▸ **QUOTED PASSAGE**:
◇ ◇ ◇ ◇ ◇

He says: “The students now prefer face-to-face learning for practical activities and a mixed-approach in mass lecture, while continuing with the ‘new norm’ pedagogy for everything else after COVID-19. In fact, 90% of my students who are taking the multimedia module prefer to do it online.”
Others have noted that faculties are more open to online options, including online conferences.
While the other higher education institutions in Brunei have resumed face-to-face delivery as seen above, Universiti Brunei Darussalam has decided to go with blended learning this semester. Many instructors have continued to diversify their teaching methods and experiment with various approaches and platforms, not just to ensure the efficacy of their pedagogical approaches, but also to maximise any potential for improving how they deliver learning.
Dr Chester Keasberry, a lecturer in the design and creative industries at UBD, offered a highly engaging seminar on how the pandemic has forced instructors like him who have years of experience in using teaching and learning technologies to transfer their interests and knowledge into effective educational aims.

◇ ◇ ◇ ◇ ◇

▸ **RECORDED DATA**:
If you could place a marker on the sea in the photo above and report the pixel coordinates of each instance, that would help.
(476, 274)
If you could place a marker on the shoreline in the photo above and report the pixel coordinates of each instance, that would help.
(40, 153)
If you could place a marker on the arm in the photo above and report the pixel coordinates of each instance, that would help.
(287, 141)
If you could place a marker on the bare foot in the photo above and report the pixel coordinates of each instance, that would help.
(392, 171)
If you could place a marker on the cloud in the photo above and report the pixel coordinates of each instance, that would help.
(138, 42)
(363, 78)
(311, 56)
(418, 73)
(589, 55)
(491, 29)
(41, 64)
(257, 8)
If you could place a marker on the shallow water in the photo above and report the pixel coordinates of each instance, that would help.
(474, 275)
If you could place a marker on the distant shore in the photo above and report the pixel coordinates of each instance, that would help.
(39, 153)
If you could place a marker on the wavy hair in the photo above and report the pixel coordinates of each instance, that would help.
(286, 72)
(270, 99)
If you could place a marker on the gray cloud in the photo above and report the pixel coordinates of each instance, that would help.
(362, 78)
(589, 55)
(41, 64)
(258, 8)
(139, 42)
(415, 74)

◇ ◇ ◇ ◇ ◇

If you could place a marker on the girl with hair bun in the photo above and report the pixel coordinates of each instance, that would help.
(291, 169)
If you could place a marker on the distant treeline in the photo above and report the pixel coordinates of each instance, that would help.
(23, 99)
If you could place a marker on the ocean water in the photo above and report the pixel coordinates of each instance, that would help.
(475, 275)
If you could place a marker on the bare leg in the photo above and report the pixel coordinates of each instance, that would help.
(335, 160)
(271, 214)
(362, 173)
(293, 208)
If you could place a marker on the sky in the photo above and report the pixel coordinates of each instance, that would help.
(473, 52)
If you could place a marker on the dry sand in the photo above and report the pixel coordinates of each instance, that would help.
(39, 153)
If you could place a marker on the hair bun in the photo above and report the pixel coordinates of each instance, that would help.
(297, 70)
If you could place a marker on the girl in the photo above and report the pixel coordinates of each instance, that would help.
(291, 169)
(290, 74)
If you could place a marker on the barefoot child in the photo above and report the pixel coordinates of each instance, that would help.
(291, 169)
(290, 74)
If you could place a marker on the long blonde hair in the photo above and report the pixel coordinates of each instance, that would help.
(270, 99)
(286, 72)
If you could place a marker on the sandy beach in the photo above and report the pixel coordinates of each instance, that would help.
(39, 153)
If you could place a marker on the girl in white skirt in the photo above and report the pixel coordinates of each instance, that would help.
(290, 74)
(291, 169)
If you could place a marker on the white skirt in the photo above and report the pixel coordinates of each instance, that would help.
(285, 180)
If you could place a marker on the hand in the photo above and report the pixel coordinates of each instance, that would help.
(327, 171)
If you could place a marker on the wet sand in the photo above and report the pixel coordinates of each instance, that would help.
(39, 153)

◇ ◇ ◇ ◇ ◇

In the passage on teaching in Brunei after COVID-19, why have many instructors continued to diversify their teaching methods and try different approaches and platforms? Answer in one to three sentences.

▸ **OUTPUT FOR THIS TASK**:
Many instructors have continued to diversify their methods to ensure that their pedagogical approaches are effective. They also want to make the most of any chance to improve how they deliver learning.